**Written instruction:** Rewrite the lines starting with the line that contains "the moss covered" and going on through the line that contains "[(460, 141)]", putting "stone" in place of "rock" and leaving everything else unchanged.

**Records supplied:**

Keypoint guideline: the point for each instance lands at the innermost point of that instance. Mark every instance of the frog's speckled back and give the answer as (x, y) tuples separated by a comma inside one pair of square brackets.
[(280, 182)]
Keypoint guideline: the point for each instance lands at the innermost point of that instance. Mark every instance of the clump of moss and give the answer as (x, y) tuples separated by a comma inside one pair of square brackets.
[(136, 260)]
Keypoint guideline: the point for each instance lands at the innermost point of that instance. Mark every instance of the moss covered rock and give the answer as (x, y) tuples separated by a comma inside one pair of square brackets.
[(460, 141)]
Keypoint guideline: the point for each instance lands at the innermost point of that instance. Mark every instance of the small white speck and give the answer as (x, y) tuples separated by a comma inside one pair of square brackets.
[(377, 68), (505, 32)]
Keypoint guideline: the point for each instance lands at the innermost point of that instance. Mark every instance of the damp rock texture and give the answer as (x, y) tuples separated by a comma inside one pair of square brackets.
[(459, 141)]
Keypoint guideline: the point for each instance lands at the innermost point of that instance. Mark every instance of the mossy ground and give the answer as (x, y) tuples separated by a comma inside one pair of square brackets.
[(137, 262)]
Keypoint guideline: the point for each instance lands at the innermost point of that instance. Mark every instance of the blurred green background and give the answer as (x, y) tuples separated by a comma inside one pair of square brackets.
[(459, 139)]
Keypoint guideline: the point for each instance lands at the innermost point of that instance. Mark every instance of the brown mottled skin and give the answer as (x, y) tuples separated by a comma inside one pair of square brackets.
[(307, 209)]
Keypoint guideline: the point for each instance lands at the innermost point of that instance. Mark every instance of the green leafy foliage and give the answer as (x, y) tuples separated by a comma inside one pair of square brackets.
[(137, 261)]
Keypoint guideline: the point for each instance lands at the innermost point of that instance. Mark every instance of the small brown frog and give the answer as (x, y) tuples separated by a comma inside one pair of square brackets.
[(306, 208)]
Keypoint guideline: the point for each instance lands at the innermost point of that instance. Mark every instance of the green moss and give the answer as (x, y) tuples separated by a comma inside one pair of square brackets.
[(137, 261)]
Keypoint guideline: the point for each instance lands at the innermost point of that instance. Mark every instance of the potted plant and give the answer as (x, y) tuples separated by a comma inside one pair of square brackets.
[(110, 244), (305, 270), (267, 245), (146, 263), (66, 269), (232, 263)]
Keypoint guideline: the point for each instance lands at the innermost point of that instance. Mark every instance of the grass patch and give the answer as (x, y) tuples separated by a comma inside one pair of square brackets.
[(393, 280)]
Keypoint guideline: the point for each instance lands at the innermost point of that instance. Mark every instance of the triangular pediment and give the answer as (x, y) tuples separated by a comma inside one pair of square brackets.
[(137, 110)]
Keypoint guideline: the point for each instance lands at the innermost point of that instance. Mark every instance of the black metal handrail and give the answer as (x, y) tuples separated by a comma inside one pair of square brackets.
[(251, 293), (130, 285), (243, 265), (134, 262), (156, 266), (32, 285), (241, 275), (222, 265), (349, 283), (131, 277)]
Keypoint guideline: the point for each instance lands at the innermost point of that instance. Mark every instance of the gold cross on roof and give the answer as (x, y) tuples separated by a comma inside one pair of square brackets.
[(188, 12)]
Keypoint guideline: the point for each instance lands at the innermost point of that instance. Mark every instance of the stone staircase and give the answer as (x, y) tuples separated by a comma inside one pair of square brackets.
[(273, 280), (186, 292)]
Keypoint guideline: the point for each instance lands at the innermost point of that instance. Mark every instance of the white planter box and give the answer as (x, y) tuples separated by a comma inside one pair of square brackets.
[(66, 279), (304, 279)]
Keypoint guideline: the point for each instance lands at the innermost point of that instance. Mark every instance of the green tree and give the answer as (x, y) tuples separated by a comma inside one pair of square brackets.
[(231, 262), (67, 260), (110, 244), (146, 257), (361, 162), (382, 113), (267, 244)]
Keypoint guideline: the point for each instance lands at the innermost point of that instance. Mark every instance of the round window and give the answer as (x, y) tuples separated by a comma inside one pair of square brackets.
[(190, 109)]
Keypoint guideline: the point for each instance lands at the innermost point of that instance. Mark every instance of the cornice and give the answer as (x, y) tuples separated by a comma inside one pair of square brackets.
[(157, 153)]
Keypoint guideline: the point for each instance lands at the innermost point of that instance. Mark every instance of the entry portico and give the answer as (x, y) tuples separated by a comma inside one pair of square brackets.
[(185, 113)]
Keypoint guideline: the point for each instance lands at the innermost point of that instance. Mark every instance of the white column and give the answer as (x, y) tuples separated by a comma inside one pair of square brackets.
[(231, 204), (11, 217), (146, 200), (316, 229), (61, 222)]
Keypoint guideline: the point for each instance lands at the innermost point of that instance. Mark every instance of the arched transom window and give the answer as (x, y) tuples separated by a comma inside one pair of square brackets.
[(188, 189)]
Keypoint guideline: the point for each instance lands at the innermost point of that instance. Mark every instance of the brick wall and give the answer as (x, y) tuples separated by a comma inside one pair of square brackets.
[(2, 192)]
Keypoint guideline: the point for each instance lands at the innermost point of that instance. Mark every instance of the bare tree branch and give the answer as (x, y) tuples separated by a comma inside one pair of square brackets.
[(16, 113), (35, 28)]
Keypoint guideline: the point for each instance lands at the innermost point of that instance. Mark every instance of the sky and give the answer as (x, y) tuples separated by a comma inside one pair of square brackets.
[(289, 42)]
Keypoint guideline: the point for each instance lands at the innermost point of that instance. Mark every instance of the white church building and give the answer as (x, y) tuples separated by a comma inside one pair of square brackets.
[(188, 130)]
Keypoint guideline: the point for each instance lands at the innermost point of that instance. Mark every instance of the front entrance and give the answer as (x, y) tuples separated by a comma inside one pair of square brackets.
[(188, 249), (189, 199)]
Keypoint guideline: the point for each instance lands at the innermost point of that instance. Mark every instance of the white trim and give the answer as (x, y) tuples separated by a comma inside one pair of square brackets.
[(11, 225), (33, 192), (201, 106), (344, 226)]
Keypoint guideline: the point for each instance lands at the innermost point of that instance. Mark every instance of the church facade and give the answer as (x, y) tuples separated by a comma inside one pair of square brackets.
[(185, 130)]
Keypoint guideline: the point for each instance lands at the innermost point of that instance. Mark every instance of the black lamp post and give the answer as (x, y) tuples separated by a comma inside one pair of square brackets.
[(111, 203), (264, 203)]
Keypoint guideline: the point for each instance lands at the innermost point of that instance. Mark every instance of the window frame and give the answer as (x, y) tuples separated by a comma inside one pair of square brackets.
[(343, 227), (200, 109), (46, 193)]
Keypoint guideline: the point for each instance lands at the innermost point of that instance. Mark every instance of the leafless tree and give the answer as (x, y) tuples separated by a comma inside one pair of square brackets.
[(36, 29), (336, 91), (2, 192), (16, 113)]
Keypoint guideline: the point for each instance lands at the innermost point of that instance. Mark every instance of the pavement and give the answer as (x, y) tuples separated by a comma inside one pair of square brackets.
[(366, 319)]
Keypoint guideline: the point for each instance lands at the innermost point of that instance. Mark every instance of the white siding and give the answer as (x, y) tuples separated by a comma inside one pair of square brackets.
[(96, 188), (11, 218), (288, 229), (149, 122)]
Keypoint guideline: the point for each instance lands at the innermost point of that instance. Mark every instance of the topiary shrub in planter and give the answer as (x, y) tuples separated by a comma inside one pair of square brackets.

**Solved exercise:**
Keypoint guideline: the point for each instance lands at the innermost point of that instance. Mark every instance of the moss covered stone and give the answer as (x, y) tuples separated by a comma inside one pair of square brackets.
[(460, 141)]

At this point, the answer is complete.